Begin

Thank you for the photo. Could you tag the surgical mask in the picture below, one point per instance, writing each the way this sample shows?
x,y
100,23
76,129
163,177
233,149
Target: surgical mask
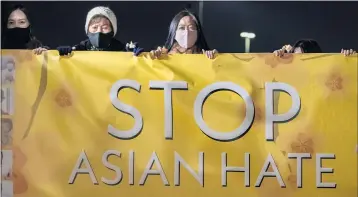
x,y
100,40
17,38
186,38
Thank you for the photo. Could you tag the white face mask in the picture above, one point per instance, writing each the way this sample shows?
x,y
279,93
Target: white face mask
x,y
186,38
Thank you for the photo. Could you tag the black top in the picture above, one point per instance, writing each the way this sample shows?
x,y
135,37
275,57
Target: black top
x,y
32,44
86,45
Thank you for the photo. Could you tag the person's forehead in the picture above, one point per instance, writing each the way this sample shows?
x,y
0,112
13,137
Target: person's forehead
x,y
186,20
101,20
17,14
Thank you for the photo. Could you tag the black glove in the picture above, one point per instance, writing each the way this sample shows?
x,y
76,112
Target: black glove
x,y
133,47
64,50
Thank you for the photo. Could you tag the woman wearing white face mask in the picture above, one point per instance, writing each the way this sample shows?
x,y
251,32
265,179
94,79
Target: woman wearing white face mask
x,y
185,37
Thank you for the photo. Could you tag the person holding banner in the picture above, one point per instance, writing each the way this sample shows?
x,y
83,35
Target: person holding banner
x,y
101,29
307,46
185,37
18,33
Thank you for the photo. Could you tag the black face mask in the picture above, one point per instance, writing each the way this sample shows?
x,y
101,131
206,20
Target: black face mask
x,y
100,40
17,38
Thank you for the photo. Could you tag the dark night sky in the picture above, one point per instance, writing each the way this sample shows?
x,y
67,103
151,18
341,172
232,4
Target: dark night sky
x,y
333,24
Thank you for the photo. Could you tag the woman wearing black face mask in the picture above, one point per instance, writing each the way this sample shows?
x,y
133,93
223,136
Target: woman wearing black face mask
x,y
100,27
17,34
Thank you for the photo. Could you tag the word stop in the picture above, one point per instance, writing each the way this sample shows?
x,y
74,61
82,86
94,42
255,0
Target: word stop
x,y
169,86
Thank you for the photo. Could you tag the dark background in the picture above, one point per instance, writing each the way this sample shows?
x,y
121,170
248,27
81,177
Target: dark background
x,y
333,24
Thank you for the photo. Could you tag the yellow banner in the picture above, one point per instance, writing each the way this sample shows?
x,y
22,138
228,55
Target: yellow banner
x,y
110,124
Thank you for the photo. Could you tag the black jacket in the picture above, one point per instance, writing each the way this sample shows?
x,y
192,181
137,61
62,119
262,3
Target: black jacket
x,y
86,45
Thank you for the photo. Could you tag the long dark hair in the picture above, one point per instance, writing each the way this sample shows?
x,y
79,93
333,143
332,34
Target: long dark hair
x,y
200,42
33,42
307,46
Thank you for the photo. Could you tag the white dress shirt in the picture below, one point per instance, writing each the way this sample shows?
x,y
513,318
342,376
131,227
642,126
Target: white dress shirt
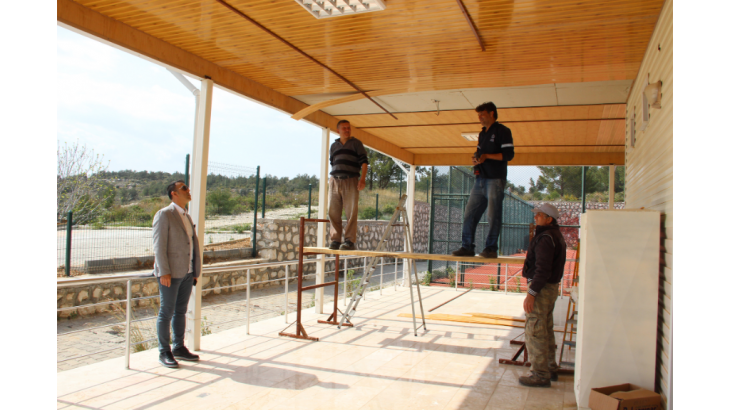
x,y
188,229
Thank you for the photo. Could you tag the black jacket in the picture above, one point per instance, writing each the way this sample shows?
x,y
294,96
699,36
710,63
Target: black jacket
x,y
495,140
545,260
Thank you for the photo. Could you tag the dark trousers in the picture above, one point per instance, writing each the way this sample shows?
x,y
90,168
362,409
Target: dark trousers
x,y
173,306
487,195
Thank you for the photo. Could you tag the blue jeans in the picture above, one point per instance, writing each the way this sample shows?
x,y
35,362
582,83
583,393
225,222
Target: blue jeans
x,y
488,195
173,306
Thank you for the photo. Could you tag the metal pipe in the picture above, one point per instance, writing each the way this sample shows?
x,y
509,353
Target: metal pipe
x,y
187,169
286,284
583,189
69,225
248,300
263,200
381,276
129,324
377,199
255,211
309,208
506,278
456,276
431,222
300,275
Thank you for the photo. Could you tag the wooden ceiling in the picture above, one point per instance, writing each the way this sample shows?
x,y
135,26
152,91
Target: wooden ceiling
x,y
412,46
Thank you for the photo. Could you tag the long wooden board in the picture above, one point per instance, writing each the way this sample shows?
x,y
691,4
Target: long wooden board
x,y
442,317
419,256
467,319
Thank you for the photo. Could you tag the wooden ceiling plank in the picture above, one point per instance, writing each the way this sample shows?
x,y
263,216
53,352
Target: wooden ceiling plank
x,y
550,158
86,20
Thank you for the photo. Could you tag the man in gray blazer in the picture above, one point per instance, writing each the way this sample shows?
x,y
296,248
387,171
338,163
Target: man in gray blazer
x,y
177,267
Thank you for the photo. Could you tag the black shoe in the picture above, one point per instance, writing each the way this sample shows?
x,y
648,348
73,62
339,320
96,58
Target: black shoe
x,y
462,252
534,381
184,354
488,253
347,246
167,360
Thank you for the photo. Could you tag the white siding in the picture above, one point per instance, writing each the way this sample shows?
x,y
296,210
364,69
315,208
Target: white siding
x,y
650,172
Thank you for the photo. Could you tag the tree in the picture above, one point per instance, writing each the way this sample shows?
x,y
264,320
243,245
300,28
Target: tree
x,y
220,201
79,187
383,168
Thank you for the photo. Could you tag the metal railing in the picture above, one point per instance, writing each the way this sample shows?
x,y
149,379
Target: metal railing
x,y
347,284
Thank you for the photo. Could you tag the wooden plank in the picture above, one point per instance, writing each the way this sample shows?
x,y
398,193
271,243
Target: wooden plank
x,y
500,317
467,319
419,256
556,158
443,317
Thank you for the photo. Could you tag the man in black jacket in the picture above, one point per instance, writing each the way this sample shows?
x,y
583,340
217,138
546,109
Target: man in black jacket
x,y
494,150
543,270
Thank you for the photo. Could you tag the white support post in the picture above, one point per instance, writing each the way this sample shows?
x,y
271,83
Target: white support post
x,y
611,185
410,211
198,183
322,214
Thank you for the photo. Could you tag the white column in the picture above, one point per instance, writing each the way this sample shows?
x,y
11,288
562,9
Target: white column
x,y
410,210
322,214
611,185
198,180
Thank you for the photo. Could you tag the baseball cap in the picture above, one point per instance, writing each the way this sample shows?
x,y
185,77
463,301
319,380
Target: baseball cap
x,y
548,210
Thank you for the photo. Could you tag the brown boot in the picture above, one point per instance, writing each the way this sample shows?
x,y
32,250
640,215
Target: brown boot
x,y
534,381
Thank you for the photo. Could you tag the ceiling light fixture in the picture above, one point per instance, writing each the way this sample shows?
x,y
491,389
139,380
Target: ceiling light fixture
x,y
334,8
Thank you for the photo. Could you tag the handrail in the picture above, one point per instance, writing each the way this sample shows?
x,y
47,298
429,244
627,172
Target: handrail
x,y
63,283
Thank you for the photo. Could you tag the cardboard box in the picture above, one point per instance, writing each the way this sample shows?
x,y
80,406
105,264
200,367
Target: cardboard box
x,y
624,397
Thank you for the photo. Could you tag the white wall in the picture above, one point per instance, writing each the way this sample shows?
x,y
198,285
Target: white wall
x,y
650,172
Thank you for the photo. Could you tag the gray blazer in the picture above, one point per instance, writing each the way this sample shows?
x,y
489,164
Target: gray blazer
x,y
172,249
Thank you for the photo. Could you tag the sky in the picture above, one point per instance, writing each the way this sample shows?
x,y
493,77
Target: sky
x,y
140,117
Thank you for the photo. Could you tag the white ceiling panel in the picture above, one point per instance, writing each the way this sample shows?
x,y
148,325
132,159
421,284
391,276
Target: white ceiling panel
x,y
601,92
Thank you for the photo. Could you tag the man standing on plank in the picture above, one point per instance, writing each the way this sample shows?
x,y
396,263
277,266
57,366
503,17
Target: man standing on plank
x,y
494,150
543,270
349,163
177,267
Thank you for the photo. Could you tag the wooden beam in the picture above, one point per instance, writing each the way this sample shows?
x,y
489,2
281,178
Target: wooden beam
x,y
350,98
548,158
307,56
471,23
99,26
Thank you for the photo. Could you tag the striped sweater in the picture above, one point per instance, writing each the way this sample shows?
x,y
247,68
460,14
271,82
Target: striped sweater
x,y
346,160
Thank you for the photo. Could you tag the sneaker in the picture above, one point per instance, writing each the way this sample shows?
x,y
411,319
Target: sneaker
x,y
462,252
167,360
347,246
534,381
488,253
184,354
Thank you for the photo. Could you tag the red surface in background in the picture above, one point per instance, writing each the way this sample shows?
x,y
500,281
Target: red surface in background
x,y
479,276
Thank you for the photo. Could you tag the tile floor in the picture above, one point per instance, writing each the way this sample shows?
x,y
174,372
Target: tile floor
x,y
379,364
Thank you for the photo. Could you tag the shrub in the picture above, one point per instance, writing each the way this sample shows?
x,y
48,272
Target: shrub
x,y
366,213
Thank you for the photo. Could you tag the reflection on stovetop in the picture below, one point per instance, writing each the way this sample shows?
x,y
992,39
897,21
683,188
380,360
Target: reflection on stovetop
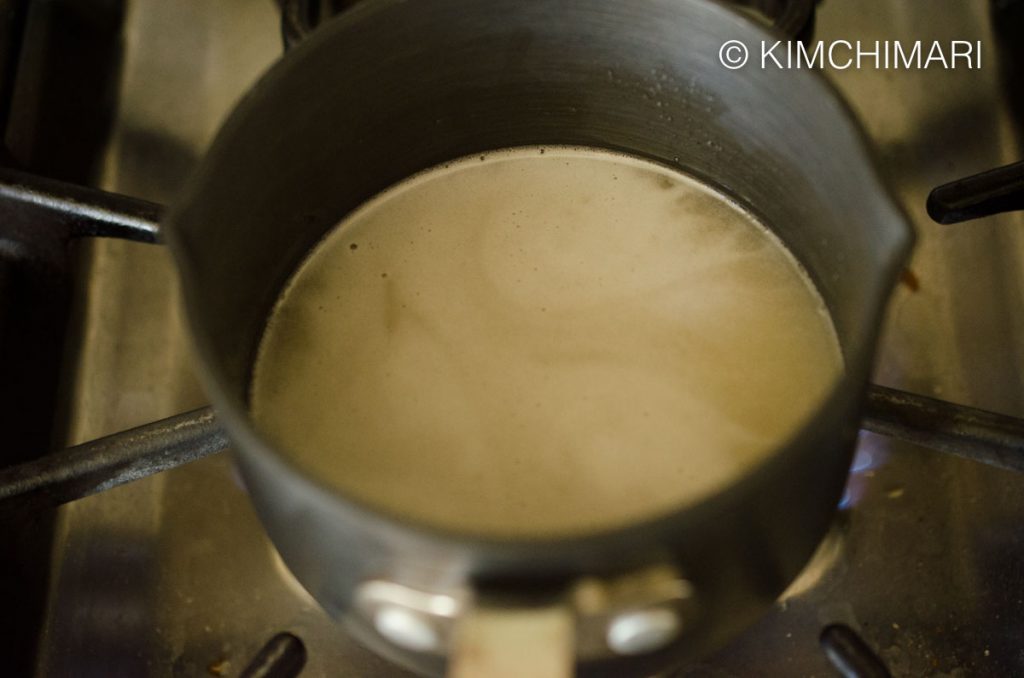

End

*WORK TO DO:* Please print the lines from the one containing "Thank you for the photo. Could you tag the tile" through the last of the lines above, both included, without any pictures.

*RIGHT ANSWER:*
Thank you for the photo. Could you tag the tile floor in the picture above, one point per instance, writing each the way this sample shows?
x,y
174,372
Target: tile floor
x,y
379,364
Thank you for the photo. Could you tag the shrub in the picture above, one point per instance, writing each the way this sample shows?
x,y
48,272
Target: shrub
x,y
366,213
Thank you for the photo. Could you tag the reflection on stovetop in the picture below, one point per instance, writing each the way this sample shows?
x,y
992,39
897,21
683,188
380,360
Target: reflection on stovetop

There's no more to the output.